The data
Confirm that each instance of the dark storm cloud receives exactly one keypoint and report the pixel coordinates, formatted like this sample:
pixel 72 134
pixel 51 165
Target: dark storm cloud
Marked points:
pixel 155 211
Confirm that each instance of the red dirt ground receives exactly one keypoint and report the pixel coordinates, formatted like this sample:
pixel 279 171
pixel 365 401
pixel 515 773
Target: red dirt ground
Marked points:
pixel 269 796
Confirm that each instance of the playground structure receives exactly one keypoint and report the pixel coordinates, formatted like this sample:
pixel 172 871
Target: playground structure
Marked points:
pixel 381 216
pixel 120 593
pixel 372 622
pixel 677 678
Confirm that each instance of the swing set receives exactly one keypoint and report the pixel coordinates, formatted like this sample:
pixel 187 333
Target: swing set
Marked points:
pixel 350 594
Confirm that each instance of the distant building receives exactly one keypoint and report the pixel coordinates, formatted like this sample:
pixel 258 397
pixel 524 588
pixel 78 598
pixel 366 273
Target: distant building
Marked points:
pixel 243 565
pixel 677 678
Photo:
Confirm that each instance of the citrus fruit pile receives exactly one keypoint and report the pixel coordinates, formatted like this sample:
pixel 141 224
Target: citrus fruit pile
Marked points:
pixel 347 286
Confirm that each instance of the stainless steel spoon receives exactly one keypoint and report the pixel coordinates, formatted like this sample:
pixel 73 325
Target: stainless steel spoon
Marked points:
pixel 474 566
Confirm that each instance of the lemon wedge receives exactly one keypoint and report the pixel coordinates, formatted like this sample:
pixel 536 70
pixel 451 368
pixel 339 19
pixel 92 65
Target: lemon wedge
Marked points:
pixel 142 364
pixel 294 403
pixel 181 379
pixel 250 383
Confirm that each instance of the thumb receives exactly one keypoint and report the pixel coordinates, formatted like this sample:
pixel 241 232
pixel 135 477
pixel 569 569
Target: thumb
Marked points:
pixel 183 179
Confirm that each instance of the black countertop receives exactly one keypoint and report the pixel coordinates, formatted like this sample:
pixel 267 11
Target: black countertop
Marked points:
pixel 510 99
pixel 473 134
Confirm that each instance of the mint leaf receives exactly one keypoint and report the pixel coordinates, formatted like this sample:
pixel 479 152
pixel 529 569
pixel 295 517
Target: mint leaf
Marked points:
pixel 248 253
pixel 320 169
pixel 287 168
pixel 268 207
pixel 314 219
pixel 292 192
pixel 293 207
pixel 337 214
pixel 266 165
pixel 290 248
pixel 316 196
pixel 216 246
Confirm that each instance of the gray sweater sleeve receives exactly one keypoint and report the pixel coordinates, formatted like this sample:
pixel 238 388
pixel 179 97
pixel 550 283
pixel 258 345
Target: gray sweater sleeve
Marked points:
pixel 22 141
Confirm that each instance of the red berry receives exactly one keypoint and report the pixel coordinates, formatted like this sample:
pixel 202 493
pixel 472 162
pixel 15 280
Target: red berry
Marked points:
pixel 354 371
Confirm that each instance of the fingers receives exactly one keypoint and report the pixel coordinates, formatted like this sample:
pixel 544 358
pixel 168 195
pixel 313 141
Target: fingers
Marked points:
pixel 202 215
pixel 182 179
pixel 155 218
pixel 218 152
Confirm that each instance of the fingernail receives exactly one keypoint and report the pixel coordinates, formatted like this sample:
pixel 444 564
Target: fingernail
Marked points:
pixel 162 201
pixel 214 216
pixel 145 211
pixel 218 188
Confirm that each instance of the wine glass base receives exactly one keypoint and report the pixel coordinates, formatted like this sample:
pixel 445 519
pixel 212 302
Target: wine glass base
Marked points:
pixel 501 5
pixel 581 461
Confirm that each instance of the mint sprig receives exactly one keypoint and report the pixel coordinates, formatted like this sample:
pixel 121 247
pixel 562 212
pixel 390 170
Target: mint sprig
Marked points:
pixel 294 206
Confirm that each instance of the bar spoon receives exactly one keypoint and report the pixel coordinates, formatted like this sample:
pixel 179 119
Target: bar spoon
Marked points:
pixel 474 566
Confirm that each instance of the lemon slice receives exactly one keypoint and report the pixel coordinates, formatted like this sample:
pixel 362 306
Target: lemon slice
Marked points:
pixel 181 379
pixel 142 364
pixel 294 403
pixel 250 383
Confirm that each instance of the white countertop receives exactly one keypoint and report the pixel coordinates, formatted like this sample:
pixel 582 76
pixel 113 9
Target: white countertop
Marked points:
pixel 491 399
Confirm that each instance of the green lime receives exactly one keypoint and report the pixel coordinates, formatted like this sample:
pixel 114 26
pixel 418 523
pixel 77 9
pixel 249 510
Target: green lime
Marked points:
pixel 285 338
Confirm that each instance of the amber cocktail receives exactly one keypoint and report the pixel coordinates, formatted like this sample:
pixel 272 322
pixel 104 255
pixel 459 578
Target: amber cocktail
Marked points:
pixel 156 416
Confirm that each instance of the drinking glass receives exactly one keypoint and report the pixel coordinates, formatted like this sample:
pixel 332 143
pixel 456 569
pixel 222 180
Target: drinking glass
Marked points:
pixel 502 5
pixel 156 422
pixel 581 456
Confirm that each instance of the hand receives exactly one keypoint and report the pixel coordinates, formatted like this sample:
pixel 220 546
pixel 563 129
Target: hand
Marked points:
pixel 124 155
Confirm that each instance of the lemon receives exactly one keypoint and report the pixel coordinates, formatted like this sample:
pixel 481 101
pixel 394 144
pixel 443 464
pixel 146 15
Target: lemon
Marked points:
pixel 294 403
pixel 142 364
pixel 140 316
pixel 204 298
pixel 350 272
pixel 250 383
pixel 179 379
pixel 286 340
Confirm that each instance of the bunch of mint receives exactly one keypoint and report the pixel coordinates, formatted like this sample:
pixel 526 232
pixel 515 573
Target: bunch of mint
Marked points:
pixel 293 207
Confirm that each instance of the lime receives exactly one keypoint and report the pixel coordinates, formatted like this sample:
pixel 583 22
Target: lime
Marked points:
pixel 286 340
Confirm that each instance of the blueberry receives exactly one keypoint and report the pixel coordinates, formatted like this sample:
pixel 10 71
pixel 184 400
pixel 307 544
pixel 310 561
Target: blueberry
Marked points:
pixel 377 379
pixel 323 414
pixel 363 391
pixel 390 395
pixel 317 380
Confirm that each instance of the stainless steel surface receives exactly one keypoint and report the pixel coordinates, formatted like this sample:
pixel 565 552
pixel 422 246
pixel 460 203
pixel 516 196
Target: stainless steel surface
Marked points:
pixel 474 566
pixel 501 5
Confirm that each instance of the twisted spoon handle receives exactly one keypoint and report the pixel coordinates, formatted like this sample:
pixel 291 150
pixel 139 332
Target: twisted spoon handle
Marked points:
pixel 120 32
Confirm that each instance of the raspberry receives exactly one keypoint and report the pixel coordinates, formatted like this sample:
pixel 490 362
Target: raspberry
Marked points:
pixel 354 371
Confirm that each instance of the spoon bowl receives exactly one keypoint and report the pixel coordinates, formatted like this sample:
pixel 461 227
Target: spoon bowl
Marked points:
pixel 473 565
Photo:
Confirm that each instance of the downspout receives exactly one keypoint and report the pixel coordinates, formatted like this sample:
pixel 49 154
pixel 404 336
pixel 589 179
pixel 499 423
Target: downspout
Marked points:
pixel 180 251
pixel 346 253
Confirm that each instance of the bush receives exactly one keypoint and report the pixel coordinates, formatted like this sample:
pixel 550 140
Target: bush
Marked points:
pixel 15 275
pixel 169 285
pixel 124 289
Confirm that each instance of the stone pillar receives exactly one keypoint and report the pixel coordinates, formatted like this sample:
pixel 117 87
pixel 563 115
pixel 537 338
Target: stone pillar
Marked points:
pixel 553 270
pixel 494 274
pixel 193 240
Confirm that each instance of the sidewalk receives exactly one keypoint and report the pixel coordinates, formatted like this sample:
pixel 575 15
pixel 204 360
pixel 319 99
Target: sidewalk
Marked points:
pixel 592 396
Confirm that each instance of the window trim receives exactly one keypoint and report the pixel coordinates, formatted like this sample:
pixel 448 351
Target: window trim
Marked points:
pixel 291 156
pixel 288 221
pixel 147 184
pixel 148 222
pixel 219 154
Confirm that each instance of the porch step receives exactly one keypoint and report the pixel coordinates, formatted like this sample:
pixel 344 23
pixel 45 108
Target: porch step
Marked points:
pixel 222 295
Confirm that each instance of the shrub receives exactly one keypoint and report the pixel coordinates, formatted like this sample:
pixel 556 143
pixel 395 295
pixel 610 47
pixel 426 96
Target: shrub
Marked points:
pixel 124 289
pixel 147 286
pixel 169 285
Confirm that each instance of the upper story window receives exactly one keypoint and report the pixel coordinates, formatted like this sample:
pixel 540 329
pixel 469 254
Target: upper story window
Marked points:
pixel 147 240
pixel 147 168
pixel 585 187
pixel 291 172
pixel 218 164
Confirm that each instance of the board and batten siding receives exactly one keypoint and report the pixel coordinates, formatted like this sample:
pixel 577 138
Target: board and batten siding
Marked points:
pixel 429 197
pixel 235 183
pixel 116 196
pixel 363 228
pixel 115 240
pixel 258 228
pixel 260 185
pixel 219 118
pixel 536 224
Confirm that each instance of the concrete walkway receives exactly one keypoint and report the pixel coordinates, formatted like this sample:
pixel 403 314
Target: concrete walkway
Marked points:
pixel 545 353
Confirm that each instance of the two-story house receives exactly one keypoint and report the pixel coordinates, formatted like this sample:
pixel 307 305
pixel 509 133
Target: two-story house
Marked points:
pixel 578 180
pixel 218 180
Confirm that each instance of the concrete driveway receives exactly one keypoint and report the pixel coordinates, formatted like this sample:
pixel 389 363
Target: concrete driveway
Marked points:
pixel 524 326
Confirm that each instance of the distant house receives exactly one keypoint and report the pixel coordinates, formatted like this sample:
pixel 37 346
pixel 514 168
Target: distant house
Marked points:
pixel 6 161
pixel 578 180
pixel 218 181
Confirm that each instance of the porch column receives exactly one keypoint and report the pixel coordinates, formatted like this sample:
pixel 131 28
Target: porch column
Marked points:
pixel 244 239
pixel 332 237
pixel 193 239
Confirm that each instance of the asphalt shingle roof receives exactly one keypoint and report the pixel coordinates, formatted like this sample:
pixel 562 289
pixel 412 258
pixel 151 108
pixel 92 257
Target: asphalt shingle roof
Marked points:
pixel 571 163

==

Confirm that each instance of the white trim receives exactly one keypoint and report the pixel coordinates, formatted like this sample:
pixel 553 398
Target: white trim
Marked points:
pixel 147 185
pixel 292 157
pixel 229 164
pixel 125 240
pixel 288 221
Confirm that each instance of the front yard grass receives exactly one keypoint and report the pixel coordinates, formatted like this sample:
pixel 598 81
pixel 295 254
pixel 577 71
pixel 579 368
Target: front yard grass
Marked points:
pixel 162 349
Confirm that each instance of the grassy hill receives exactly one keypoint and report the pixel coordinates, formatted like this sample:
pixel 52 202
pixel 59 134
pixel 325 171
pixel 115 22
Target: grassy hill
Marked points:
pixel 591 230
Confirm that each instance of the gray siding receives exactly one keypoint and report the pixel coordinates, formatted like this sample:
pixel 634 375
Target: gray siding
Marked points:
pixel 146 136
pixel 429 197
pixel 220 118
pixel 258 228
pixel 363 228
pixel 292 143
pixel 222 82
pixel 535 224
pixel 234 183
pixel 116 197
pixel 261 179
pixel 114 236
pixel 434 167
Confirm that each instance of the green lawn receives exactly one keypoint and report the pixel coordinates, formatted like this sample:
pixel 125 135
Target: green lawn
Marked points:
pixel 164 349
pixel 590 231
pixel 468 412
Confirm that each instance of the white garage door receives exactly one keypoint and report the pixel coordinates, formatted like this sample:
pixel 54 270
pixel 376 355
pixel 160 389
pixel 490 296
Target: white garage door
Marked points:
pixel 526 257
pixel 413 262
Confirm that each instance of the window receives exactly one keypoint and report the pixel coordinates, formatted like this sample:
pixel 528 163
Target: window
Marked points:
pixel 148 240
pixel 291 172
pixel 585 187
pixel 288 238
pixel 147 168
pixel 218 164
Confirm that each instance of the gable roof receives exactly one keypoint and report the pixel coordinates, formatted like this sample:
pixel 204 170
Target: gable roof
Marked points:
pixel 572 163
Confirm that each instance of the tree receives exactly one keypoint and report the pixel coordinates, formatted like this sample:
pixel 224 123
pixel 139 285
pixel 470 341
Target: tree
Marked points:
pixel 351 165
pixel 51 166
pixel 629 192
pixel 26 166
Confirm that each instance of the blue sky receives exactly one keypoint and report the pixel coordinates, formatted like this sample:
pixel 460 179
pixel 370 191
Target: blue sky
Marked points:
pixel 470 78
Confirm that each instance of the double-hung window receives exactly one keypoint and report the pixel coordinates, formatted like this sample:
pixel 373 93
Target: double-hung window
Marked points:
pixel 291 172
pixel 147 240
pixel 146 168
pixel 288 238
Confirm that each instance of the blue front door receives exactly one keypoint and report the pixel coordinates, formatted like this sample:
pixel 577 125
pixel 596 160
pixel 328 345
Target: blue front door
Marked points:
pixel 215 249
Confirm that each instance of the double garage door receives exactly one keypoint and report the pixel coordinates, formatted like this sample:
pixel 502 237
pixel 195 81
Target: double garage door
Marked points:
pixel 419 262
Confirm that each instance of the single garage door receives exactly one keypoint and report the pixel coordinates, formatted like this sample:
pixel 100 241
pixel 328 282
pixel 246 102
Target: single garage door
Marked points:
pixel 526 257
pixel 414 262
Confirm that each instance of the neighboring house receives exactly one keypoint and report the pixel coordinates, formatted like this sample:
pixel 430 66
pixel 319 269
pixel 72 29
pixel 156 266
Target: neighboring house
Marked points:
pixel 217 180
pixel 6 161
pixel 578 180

Exercise description
Repeat the items above word for word, from the line with "Confirm that each instance of the hand" up to and including the line with "pixel 317 380".

Full solution
Confirm that each instance of the hand receives exactly one keypoint and report the pixel coordinates, formatted like this sample:
pixel 220 546
pixel 563 129
Target: hand
Marked points:
pixel 124 155
Confirm that each instance of the lemon receives exactly one keypoint and report the pixel coordinates, formatted like this sample:
pixel 481 101
pixel 394 144
pixel 443 464
pixel 146 15
Target: lemon
Marked points:
pixel 294 403
pixel 142 364
pixel 140 316
pixel 204 298
pixel 350 272
pixel 250 383
pixel 179 379
pixel 286 340
Confirm that each instance of the bunch of mint receives exactly one keypoint and report the pixel coordinates, formatted like this sample:
pixel 526 232
pixel 515 573
Target: bunch of mint
Marked points:
pixel 293 207
Confirm that each instance of the lime receives exactly one keypoint and report the pixel coordinates, formatted like this sample:
pixel 583 22
Target: lime
Marked points:
pixel 286 340
Confirm that each instance of the blueberry receives exactly one keypoint and report the pixel coordinates, formatted like this sample:
pixel 10 71
pixel 184 400
pixel 307 544
pixel 310 561
Target: blueberry
Marked points:
pixel 377 379
pixel 323 414
pixel 363 391
pixel 390 395
pixel 317 380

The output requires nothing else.